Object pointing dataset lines

# # #

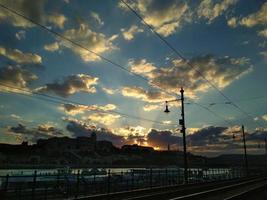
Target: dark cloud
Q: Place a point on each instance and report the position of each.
(221, 70)
(158, 138)
(43, 131)
(81, 129)
(15, 76)
(70, 85)
(208, 135)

# # #

» TASK TO COMPLETE
Turn the lines above into a Markdown table with two columns, Row and Line, giving each line its own numbered row and skipping any blank lines. Leave the pictures out.

» THE OUTPUT
| Row | Line |
|---|---|
| 1 | Target: dark cloud |
| 2 | Q: Place a point on each instance and report the position of each. |
| 3 | (221, 70) |
| 4 | (158, 138) |
| 5 | (43, 131) |
| 6 | (81, 129) |
| 7 | (15, 76) |
| 8 | (70, 85) |
| 9 | (208, 135) |